▶ Given text
WP 4200 [BAW]

The dynamic behaviour of inland vessels on natural waterways is determined in particular by the hydrodynamic boundary conditions, i.e. flow velocity, water depth and river cross-section, as well as by the position of the lane with regard to the hydraulic structure (groynes, guide structures and bank protections). In addition, traffic regulations, partly depending on the water levels, e.g. the maximum ship speed, as well as the encounter of larger ships in narrower curve sections. Therefore, in this work package 4200 all necessary infrastructure data for the demonstration areas defined in WP 2000 (Lower, Middle and Upper Rhine as well as West German canal grid) shall be provided. Infrastructure data includes static and dynamic waterway data, hydraulic structure data, and traffic regulations:

1. static waterway data are, for example, the location of the fairway, mooring information, harbour entrances and exits, and waterway junctions.
2. dynamic waterway data are hydrographic data, which are currently updated every two years for the river Rhine, as well as flow data dependent on the water level (local flow velocities and water depths). A subordinate goal of this project is to determine with which timeliness hydrographic data must be provided by the WSV in order to provide inland navigation with reliable depth information and flow data based on this information.
3. Hydraulic structure data include information and detailed geometric data on the location of river constructions, locks and bridges and in particular their clearance profiles.
4. traffic regulations according to the River Rhine Police Regulations (RheinSchPV) and the Inland Waterways Regulations (BinSchStrO).

Flow data are generated using two-dimensional depth-averaged hydrodynamic numerical models (2D-HN models) for a range navigable water levels (steady-state discharge). The results of the modelling are made available on a BAW-server, which interpolates the instantaneous flow velocities and water depths in the ship’s path depending on the respective current water level, which is read out e.g. via PEGELONLINE or ELWIS, and also provides the other waterway and hydraulic structure data as well as traffic regulations.

The waterway and hydraulic structure data listed here will be filtered and compiled for the demonstration areas. For this purpose, it is necessary to update the existing flow models, to adapt them to the currently available hydrographic data and to create new flow models in waterway sections for which no models exist in the BAW so far. In the free-flowing waterway sections (e.g. Lower, Middle and Upper Rhine), the 2D hydrodynamic numerical flow models are applied to a narrow range of discharges between Low Water Level (NW) and Highest Navigable Water Level (HSW). All data will be made available in an appropriate data format on the BAW-database server for online public access.

The goal is for a remotely operated and partially automated barge to be able to access the BAW- server via cellular radio and retrieve either the water level data for a river section or selectively at a location. With online access to the current and predicted gauge in a waterway section, the BAW-database server generates a data set for this query that contains the requested waterway and hydraulic structure data, with the flow data (water depth and flow velocities) being interpolated from the previously modelled discharge ranges. Here, depending on the type of query, predicted water levels can also be used, for example, in the context of further route planning. Although route planning is not yet envisaged in the present project proposal, it will be indispensable in subsequent projects, e.g. the project on energy-efficient driving. These data are available to the other work packages and are required by the applications developed there for the dynamic driving prognosis of the own ship and the foreign ships.

Figure 1: Example of a section of 2D flow model of Middle Rhine (left) and the flow axis-oriented grid (black) for the interpolation of the flow data (right) aerial photograph of – Geobasisdaten: © GeoBasis-DE / BKG (2022)

▶ Written exercise
Reproduce the WP 4200 text word for word. Start at the words "2. dynamic waterway" and stop after "their clearance profiles.".

Source data:
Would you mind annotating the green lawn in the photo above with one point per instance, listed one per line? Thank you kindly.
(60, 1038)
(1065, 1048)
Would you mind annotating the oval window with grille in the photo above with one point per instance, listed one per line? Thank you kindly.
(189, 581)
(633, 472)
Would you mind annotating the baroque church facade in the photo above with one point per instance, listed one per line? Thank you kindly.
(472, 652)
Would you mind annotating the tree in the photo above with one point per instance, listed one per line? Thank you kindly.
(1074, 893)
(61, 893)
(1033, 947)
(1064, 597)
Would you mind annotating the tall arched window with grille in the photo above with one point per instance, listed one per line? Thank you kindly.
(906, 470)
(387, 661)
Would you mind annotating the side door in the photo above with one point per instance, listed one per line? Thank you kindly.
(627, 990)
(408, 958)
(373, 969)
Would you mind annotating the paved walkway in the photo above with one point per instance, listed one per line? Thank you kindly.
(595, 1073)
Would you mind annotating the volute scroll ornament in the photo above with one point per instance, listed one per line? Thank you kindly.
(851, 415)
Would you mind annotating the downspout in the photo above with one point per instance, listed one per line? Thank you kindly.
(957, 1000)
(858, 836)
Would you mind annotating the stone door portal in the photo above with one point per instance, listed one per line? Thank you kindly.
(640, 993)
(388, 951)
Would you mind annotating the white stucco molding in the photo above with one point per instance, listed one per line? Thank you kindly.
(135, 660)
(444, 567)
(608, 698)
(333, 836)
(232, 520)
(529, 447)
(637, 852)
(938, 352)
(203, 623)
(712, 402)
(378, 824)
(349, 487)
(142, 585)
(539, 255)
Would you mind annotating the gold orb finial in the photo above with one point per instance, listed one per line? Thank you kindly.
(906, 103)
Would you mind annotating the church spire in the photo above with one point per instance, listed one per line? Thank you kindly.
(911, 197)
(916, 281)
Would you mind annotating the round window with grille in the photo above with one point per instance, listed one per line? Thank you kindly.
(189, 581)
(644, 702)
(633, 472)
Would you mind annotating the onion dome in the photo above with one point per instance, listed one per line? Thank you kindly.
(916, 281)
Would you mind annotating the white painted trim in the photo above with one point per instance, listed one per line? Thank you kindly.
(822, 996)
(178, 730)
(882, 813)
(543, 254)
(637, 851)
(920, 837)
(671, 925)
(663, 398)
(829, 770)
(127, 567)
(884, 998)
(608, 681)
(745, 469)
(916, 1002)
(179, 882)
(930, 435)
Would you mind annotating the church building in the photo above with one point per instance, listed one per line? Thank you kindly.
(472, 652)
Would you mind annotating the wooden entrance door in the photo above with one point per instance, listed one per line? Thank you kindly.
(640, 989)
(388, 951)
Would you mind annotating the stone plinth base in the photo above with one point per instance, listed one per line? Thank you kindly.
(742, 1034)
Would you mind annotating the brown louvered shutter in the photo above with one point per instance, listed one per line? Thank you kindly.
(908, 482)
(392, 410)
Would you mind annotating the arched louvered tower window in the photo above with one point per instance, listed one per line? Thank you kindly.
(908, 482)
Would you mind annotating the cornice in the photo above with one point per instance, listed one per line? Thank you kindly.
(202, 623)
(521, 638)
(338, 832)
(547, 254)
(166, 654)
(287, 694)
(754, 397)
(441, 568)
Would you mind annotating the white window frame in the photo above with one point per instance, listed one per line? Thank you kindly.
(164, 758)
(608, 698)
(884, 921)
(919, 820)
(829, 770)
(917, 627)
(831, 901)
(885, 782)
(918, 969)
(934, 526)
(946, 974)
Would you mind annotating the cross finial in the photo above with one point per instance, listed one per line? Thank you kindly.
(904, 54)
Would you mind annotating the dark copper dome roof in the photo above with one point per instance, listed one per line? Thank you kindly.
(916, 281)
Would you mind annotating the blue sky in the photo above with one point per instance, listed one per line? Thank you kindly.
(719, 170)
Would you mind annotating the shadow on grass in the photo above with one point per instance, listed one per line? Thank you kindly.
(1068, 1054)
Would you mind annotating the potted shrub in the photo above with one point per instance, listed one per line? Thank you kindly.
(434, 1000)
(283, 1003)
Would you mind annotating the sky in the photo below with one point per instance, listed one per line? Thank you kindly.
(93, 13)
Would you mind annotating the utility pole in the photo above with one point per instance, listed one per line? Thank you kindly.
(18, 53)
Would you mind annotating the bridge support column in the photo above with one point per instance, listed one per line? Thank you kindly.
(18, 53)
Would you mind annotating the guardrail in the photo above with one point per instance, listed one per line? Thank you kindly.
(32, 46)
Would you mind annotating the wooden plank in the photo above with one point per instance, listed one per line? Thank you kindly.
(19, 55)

▶ Written answer
2. dynamic waterway data are hydrographic data, which are currently updated every two years for the river Rhine, as well as flow data dependent on the water level (local flow velocities and water depths). A subordinate goal of this project is to determine with which timeliness hydrographic data must be provided by the WSV in order to provide inland navigation with reliable depth information and flow data based on this information.
3. Hydraulic structure data include information and detailed geometric data on the location of river constructions, locks and bridges and in particular their clearance profiles.